### Work required
Produce an exact copy of the lines below, starting at the first and ending with the line containing "of the gray".

[Natural language region descriptions]
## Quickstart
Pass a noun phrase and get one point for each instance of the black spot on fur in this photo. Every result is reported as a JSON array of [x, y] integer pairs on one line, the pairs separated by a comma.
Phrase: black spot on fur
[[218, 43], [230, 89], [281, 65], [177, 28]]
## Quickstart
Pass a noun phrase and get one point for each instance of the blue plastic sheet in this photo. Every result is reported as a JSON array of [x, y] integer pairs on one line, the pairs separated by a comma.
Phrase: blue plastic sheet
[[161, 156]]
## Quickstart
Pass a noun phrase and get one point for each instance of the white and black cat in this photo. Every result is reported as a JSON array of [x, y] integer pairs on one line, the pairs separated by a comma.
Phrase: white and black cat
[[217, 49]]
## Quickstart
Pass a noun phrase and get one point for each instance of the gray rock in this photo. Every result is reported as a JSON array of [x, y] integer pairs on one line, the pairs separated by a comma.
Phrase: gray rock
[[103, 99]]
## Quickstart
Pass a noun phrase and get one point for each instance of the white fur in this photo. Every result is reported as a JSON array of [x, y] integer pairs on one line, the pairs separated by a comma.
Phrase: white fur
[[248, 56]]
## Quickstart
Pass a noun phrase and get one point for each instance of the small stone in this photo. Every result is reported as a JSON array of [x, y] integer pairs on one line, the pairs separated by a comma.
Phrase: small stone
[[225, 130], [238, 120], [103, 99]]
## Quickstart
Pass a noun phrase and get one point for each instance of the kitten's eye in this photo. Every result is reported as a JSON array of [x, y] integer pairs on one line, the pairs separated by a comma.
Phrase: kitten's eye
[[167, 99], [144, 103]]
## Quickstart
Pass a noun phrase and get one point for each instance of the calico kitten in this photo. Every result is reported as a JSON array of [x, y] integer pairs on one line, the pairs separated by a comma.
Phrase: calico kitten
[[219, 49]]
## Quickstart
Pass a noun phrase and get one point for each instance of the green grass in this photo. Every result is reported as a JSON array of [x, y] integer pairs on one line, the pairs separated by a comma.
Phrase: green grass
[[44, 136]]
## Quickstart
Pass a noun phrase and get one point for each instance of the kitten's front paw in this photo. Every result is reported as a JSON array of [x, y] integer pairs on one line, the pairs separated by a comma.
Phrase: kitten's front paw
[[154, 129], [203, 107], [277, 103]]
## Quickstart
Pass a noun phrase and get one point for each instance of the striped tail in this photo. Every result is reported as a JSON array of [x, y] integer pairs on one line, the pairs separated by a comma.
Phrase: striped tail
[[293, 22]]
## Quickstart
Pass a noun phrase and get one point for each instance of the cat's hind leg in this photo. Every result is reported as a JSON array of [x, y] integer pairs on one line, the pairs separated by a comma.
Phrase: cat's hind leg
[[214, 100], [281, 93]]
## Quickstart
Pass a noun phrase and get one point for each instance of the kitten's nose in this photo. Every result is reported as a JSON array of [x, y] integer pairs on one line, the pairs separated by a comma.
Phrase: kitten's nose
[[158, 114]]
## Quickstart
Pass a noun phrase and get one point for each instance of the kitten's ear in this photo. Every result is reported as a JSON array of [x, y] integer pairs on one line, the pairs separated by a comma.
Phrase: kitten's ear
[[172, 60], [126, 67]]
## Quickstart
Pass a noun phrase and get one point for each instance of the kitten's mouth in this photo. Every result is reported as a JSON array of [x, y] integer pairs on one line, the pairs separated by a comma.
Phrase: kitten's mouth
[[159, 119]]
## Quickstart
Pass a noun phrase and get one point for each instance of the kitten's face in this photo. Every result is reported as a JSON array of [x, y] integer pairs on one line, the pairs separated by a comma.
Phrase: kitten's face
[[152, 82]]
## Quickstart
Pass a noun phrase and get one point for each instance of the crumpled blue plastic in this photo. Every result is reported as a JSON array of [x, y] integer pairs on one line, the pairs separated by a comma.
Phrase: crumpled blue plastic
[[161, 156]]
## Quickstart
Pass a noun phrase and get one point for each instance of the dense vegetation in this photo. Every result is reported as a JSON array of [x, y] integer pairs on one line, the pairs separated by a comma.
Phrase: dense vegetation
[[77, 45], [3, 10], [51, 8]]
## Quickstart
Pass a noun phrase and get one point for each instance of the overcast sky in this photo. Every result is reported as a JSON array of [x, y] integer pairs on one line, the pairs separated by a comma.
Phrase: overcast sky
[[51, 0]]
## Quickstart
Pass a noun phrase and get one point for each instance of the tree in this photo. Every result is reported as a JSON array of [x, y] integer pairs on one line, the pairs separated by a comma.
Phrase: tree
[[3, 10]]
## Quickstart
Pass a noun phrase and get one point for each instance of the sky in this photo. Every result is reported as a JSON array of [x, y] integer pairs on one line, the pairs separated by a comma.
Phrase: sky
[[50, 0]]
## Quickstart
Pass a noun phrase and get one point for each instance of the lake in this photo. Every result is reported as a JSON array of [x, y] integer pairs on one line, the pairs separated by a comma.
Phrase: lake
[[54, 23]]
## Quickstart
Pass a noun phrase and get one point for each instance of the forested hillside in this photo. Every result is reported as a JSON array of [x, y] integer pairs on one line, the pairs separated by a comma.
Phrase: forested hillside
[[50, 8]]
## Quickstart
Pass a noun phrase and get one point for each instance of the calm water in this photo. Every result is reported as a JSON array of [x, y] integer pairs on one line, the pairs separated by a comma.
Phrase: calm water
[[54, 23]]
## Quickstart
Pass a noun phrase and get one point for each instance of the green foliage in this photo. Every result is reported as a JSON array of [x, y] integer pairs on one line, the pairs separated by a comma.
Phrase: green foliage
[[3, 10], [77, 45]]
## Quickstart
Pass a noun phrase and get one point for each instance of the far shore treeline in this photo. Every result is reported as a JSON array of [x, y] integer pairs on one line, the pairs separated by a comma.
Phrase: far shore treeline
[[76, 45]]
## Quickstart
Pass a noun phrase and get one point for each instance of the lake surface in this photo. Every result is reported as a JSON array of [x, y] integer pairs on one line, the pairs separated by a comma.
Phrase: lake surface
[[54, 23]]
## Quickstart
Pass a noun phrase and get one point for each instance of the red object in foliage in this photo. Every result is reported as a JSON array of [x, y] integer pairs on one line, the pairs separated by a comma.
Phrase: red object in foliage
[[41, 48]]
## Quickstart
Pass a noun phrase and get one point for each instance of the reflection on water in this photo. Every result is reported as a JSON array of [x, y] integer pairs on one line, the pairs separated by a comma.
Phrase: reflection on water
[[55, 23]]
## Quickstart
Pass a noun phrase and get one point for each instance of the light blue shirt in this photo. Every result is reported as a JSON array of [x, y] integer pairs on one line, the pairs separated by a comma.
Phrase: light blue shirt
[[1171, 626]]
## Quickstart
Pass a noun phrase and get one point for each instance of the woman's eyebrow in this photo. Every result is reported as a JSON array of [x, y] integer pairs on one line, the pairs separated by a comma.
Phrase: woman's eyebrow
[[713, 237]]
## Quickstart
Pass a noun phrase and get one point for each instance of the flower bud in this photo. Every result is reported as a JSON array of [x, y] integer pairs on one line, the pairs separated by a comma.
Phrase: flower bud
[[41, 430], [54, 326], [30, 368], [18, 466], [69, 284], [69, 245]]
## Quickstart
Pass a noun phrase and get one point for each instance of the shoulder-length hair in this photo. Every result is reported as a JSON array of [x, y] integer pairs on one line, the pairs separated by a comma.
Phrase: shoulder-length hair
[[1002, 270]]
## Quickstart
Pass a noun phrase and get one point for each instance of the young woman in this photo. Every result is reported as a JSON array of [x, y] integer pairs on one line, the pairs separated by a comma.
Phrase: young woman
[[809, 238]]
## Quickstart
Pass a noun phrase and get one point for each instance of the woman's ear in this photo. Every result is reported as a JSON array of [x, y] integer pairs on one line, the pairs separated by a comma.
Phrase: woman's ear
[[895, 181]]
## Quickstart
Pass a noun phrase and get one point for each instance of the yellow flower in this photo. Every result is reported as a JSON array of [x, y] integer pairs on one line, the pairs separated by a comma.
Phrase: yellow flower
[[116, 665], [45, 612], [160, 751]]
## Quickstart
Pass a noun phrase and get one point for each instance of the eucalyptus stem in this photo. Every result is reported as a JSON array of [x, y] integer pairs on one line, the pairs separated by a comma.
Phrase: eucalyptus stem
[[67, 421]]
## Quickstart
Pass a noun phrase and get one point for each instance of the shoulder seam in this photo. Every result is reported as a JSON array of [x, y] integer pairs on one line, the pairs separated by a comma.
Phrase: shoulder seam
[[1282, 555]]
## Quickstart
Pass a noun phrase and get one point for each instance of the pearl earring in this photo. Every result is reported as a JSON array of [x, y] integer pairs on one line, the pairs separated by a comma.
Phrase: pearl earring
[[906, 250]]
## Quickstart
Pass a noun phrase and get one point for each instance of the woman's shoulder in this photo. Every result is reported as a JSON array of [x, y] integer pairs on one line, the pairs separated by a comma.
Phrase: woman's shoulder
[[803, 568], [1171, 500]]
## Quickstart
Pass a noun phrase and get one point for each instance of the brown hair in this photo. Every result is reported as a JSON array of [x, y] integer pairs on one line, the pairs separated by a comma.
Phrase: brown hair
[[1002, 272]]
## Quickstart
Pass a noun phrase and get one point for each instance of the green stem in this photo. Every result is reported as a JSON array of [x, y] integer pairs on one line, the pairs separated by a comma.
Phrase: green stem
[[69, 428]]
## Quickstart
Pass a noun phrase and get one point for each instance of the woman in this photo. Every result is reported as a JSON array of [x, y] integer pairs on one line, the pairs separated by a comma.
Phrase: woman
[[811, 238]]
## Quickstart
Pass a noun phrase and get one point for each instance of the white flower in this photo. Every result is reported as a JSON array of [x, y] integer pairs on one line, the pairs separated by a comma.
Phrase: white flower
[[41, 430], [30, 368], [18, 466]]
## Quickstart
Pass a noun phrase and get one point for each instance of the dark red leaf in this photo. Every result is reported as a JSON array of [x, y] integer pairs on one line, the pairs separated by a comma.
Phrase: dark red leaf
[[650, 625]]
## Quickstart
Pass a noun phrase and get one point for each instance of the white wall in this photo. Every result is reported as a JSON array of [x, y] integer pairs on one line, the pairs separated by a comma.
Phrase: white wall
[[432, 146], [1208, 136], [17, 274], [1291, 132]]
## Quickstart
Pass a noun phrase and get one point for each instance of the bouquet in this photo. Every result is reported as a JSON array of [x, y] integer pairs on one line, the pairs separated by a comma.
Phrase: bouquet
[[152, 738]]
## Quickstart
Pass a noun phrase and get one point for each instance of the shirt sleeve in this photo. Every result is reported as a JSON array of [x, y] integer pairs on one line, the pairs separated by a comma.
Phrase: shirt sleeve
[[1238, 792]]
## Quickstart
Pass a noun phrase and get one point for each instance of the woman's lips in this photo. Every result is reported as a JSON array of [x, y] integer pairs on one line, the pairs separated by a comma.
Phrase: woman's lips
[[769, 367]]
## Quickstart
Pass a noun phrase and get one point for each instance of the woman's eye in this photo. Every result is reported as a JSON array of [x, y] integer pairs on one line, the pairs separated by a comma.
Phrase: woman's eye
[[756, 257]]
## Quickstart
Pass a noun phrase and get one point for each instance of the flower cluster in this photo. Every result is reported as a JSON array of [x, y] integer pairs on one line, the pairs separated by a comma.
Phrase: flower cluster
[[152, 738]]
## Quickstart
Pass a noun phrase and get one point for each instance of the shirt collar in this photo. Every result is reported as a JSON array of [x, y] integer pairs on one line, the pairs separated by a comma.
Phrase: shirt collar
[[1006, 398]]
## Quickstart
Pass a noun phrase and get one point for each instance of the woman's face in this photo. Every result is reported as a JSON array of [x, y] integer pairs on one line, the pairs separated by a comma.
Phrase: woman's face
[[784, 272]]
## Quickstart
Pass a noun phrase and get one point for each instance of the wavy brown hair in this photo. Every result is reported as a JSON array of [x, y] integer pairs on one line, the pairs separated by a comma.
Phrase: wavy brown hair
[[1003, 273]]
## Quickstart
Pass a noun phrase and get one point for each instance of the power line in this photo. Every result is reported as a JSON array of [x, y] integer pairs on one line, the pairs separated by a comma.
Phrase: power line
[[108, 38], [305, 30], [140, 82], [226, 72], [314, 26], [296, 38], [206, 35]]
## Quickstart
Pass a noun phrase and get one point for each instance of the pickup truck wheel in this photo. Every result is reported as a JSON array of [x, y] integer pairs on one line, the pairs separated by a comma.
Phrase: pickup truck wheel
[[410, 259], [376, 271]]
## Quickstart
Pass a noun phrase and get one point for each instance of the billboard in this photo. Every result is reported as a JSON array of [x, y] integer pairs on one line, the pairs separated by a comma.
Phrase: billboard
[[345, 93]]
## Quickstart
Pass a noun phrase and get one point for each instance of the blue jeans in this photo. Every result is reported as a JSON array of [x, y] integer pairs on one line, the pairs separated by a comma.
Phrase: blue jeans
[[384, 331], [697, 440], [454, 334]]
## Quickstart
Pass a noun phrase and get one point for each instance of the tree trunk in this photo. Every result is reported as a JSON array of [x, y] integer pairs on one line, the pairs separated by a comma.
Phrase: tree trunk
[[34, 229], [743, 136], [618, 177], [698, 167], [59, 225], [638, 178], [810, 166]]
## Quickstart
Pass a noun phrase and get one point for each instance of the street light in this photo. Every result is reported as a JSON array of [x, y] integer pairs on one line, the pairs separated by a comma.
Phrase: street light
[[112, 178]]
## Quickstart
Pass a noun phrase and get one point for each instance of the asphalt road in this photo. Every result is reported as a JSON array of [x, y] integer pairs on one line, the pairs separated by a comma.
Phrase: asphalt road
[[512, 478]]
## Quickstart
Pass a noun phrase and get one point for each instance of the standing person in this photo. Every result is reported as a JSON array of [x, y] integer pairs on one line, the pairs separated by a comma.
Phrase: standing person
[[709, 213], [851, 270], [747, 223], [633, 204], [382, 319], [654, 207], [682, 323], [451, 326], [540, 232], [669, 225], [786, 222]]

### Solved problem
## Quickstart
Pass a noun phrase and get one point for each instance of the black spot on fur in this photo. Every result is reported as a JSON array of [x, y] integer pairs on one line, the pairs separated by a comma.
Phrase: black spot on fur
[[218, 43], [230, 89], [281, 65], [177, 28]]
## Quickstart
Pass a noun phrase and get one point for each instance of the blue plastic sheet in this photo. Every result is reported as a JSON array of [x, y] integer pairs on one line, the pairs separated by a comma.
Phrase: blue plastic sheet
[[161, 156]]
## Quickstart
Pass a noun phrase and get one point for each instance of the white and black cat in this photo. Every result is reported as a JSON array of [x, y] integer pairs on one line, the pairs separated by a comma.
Phrase: white and black cat
[[217, 49]]
## Quickstart
Pass a noun phrase and get one point for each instance of the gray rock in this photo. Every result is reported as a JSON array of [x, y] integer pairs on one line, the pairs separated by a comma.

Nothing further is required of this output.